■ **EXERCISE INSTRUCTIONS**: Please reproduce the entries that follow, keeping each word intact.

■ **SOURCE RECORDS**:
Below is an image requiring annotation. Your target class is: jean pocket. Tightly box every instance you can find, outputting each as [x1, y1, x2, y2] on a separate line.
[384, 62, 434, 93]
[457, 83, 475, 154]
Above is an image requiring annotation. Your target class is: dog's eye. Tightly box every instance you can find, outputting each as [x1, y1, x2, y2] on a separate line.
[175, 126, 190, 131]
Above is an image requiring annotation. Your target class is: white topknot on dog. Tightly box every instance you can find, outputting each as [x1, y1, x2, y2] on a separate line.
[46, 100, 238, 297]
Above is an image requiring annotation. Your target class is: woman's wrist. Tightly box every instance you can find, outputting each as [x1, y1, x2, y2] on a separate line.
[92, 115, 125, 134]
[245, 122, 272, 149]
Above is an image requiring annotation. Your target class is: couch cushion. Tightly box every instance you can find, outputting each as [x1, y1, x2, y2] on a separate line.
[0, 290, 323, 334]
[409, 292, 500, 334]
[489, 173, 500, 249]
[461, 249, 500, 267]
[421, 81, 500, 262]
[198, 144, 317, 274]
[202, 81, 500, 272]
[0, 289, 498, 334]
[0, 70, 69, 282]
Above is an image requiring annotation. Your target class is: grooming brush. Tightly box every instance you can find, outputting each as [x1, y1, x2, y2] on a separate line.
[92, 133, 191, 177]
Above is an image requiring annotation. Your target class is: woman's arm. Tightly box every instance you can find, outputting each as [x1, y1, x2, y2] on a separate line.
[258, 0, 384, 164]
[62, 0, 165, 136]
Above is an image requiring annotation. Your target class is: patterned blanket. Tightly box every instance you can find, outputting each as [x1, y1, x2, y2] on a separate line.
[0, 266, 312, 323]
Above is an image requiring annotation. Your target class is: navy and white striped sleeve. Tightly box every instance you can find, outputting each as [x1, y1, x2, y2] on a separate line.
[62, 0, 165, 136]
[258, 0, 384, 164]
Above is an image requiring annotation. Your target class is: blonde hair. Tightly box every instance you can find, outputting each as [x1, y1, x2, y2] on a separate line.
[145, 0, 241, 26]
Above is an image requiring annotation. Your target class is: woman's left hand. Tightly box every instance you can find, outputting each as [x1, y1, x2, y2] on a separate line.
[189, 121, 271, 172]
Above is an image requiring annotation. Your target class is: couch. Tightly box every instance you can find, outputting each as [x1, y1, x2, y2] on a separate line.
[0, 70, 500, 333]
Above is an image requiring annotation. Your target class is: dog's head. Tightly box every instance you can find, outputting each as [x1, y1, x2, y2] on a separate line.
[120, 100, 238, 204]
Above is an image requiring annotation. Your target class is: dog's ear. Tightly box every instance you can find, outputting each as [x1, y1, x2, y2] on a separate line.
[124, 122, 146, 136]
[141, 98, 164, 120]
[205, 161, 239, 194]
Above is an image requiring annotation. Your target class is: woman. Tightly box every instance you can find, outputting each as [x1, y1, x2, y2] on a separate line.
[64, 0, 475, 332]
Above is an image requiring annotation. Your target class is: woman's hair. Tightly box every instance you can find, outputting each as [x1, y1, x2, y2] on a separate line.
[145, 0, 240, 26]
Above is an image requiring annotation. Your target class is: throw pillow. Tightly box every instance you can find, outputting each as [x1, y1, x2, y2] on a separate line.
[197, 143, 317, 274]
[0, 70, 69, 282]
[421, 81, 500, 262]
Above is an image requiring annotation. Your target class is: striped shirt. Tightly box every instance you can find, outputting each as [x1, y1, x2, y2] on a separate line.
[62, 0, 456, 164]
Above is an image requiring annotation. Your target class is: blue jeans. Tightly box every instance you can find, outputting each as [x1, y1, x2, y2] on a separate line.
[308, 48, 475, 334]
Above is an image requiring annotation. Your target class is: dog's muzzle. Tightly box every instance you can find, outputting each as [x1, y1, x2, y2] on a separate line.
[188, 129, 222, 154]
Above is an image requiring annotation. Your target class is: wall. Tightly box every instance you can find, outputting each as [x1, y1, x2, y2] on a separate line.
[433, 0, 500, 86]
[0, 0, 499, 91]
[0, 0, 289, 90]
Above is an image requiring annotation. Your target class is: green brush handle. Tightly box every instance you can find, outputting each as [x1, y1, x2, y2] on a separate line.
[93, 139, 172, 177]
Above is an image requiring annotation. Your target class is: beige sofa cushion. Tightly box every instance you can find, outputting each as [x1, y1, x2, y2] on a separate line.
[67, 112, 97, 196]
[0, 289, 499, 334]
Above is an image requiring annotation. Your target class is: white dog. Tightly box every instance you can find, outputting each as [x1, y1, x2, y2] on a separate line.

■ **COMPLETED EXERCISE**:
Below is an image requiring annotation. Your target class is: jean pocket. Tightly box every instance you can find, outputting each as [x1, y1, x2, y2] on a separate line.
[384, 62, 434, 93]
[457, 83, 475, 154]
Above is an image requiring annotation. Your target class is: dog's eye. Tightly box every instance you can find, outputting each as [x1, y1, x2, y2] on a separate line.
[175, 126, 190, 131]
Above is an image requiring annotation. Your target class is: white topknot on dog. Tightly box every instance you can find, outputting each as [x1, y1, x2, y2] on a separate line.
[46, 100, 238, 297]
Above is an image requiring annotation. Your target class is: woman's wrist. Tightly box every instance you can find, outputting each as [x1, y1, x2, y2] on a separate line.
[92, 115, 125, 134]
[245, 122, 272, 149]
Above is an image requiring annotation. Your target class is: couch cushion. Tightly box every instance you can find, outputting each as [x1, y1, x2, y2] on a separate line.
[0, 290, 323, 334]
[409, 292, 500, 334]
[489, 173, 500, 249]
[461, 249, 500, 267]
[421, 81, 500, 262]
[198, 144, 317, 274]
[202, 81, 500, 272]
[0, 289, 498, 334]
[0, 70, 69, 282]
Above is an image requiring annotation. Your target class is: grooming brush. Tightly box every instance you can find, outputting each as [x1, y1, x2, y2] on a separate line.
[92, 133, 191, 177]
Above is an image requiring annotation. Your target class is: woman's arm. Tightly box every instance you can find, outputting each as [x1, y1, x2, y2] on a separate line.
[258, 0, 384, 164]
[62, 0, 165, 136]
Above is an image requiring annotation. Your target class is: patterned blanket. Tightly box every instance you can find, outputting each as [x1, y1, x2, y2] on a separate line.
[0, 266, 312, 323]
Above is an image requiring annotation. Your target class is: navy and white striped sleeve. Tightly box every instance you can find, outputting each as [x1, y1, x2, y2] on a separate line.
[62, 0, 165, 136]
[258, 0, 384, 164]
Above is an image requiring annotation. Your target class is: blonde hair. Tightly box every instance you can find, outputting each as [x1, y1, x2, y2] on a separate line.
[145, 0, 241, 26]
Above is an image requiring annotation. Your target class is: woman's left hand. Tightly box every instance you can find, outputting each as [x1, y1, x2, y2] on a separate line.
[189, 121, 271, 172]
Above is an image requiring annotation. Your target class is: couch. Tightly box every instance you can find, outputting each as [x1, y1, x2, y2] on a separate line.
[0, 70, 500, 333]
Above is an image requiring annotation. Your target class is: dog's head. Tightly box every instance you can find, outputting each as [x1, y1, x2, y2] on a separate line.
[120, 100, 238, 204]
Above is an image requiring annotation. Your target class is: dog's ear. Tightly box every instance you can find, outputting each as [x1, y1, x2, y2] on a separate line.
[124, 122, 146, 136]
[141, 98, 164, 120]
[205, 161, 239, 194]
Above is an image requiring annotation. Your target class is: woman. Tightly box every instance you can find, outputting each as [x1, y1, x2, y2] on a separate line.
[64, 0, 475, 332]
Above is an image requiring annotation. Your target class is: woman's hair. Tightly box every instance you can find, outputting each as [x1, y1, x2, y2] on a separate line.
[145, 0, 240, 26]
Above is an image requiring annotation. Your target class is: throw pillow. Tightly box every instance you can find, outputting each as [x1, y1, x2, y2] on a separate line.
[197, 143, 317, 274]
[0, 70, 69, 282]
[421, 81, 500, 262]
Above is an image requiring annotation. Your target class is: striped shirt. Tightly box every instance you can find, outputting each as [x1, y1, x2, y2] on a separate line.
[62, 0, 456, 164]
Above is an image requiring annotation. Your target class is: blue jeans. Tightly box every instance you can find, outputting each as [x1, y1, x2, y2] on a separate line.
[308, 48, 475, 334]
Above is an image requiring annotation. Your target class is: dog's muzzle. Tightly box every instance you can find, outputting each as [x1, y1, x2, y2] on a separate line.
[188, 129, 222, 154]
Above is an image requiring annotation. Your target class is: wall. Tightly box every instance you can find, outputting each as [x1, y1, x2, y2] on a separate line.
[433, 0, 500, 86]
[0, 0, 499, 91]
[0, 0, 289, 90]
Above is an image requiring annotation. Your target class is: green brush handle. Tightly box every instance you can find, outputting each as [x1, y1, x2, y2] on a separate line.
[93, 139, 172, 177]
Above is an image requiring annotation. Your target class is: beige sofa cushion. Tightly box every instance you can find, outputting each as [x1, y1, x2, y2] on a separate line.
[67, 112, 97, 196]
[0, 289, 499, 334]
Above is an image requiring annotation. Your target class is: white dog. Tightly box every instance you can find, outputting each as [x1, y1, x2, y2] on a separate line.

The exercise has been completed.